** WHAT IS EXPECTED **
Only text belongs in your copy of the listing below; reproduce it exactly and leave out the pictures.

DATA EXCERPTS START

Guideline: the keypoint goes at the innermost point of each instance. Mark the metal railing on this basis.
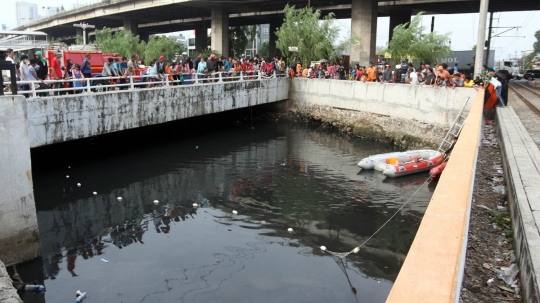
(33, 89)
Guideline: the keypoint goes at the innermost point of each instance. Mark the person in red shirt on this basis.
(56, 71)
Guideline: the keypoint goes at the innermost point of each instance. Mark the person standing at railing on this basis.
(86, 67)
(23, 71)
(108, 71)
(77, 74)
(201, 68)
(56, 72)
(42, 69)
(122, 70)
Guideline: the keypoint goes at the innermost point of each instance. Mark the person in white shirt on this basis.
(413, 76)
(9, 58)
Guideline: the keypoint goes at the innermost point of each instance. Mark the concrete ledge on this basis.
(64, 118)
(394, 111)
(433, 269)
(521, 163)
(18, 219)
(8, 293)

DATA EXCERPTS END

** RESPONSE BOX **
Guideline: the keypoint goes at the innermost point of each instance. Mark the metal railing on this basis.
(33, 89)
Guideline: the keypoint goes at the innermost point of each instance. Mark the person in red shirt on this basis.
(56, 71)
Guideline: the keypoint goes at the innermost point of each instance. Mark the person standing at railing on this basis.
(86, 67)
(23, 71)
(108, 71)
(77, 74)
(201, 68)
(56, 72)
(42, 69)
(122, 70)
Guideline: the keypoint goes at the innermost point of each instance. Mark the person in white shirt on this basis.
(413, 76)
(9, 58)
Guideline: the keypoint goes at the innermost point of each instance. Mark the concrete ledge on this basis.
(64, 118)
(394, 111)
(433, 269)
(521, 163)
(18, 219)
(8, 293)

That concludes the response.